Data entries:
---

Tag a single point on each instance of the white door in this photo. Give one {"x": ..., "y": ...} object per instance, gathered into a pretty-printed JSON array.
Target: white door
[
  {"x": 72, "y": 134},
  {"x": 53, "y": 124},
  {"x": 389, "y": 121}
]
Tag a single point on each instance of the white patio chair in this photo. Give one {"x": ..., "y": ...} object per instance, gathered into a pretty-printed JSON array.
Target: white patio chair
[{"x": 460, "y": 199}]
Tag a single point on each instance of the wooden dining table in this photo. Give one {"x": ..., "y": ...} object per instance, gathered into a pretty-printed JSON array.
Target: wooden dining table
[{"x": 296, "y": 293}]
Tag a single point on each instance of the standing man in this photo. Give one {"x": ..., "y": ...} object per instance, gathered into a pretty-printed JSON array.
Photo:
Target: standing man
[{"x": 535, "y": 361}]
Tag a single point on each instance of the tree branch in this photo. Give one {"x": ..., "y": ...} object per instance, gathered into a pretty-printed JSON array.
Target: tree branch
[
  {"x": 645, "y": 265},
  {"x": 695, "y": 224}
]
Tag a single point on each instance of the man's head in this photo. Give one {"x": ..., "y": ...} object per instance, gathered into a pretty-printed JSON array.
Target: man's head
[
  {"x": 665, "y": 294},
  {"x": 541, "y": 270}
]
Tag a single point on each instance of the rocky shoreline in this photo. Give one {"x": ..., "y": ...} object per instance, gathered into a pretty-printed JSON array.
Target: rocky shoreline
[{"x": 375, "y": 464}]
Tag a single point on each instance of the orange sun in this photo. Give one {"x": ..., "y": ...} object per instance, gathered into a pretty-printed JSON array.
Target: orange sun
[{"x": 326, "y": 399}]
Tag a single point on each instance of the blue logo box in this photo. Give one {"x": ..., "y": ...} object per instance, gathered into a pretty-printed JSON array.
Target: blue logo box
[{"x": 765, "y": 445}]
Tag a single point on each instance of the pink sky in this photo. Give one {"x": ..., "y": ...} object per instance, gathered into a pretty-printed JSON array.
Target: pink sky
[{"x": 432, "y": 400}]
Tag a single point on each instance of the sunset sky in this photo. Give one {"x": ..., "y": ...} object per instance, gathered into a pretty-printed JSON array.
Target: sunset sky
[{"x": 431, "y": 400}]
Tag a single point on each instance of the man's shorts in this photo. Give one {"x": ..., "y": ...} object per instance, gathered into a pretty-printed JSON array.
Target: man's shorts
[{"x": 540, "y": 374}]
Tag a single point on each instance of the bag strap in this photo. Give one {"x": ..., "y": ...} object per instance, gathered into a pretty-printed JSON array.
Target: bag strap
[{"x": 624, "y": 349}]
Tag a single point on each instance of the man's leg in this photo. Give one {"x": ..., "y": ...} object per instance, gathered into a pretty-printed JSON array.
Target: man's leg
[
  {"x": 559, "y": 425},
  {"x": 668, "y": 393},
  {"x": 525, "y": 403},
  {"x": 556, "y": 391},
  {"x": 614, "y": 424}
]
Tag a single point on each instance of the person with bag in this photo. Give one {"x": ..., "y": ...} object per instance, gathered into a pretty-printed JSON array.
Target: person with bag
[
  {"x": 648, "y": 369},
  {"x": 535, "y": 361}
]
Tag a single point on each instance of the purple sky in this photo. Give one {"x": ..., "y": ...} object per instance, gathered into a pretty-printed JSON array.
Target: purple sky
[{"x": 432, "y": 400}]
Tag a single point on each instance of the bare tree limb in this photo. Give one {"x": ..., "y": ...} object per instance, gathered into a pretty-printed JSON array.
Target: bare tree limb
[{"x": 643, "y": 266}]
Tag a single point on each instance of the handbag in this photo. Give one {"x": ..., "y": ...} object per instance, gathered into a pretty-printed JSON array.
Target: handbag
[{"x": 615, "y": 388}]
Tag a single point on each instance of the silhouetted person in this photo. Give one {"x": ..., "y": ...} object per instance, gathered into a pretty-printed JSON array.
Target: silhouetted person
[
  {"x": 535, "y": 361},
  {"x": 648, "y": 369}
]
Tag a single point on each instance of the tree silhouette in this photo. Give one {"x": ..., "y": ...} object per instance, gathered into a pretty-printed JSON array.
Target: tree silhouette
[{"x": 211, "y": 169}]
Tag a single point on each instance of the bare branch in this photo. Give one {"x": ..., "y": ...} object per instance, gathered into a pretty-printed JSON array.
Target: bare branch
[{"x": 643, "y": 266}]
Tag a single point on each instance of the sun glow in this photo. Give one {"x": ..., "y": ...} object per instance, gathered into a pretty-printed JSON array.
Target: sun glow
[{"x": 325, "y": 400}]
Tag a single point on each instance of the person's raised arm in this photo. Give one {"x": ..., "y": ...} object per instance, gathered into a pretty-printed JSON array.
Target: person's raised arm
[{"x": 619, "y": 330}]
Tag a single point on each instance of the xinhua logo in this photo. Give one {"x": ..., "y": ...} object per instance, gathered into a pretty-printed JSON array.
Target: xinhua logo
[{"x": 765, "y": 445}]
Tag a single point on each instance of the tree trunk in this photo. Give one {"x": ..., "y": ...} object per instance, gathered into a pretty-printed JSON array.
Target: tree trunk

---

Work required -
Would you print exactly, and only, the lines of the data above from the line with "Target: man's head" through the line with "Tag a single point on each instance of the orange", inclusive?

Exercise result -
Target: man's head
[
  {"x": 665, "y": 294},
  {"x": 541, "y": 270}
]
Tag a single point on each instance of the rocky shoreline in this photo. Give one {"x": ..., "y": ...} object per instance, gathered into a pretty-printed JSON array.
Target: rocky shoreline
[{"x": 375, "y": 464}]
Tag a single point on each instance of the orange sun in this photo. Give one {"x": ..., "y": ...} object per instance, gathered into a pretty-printed JSON array.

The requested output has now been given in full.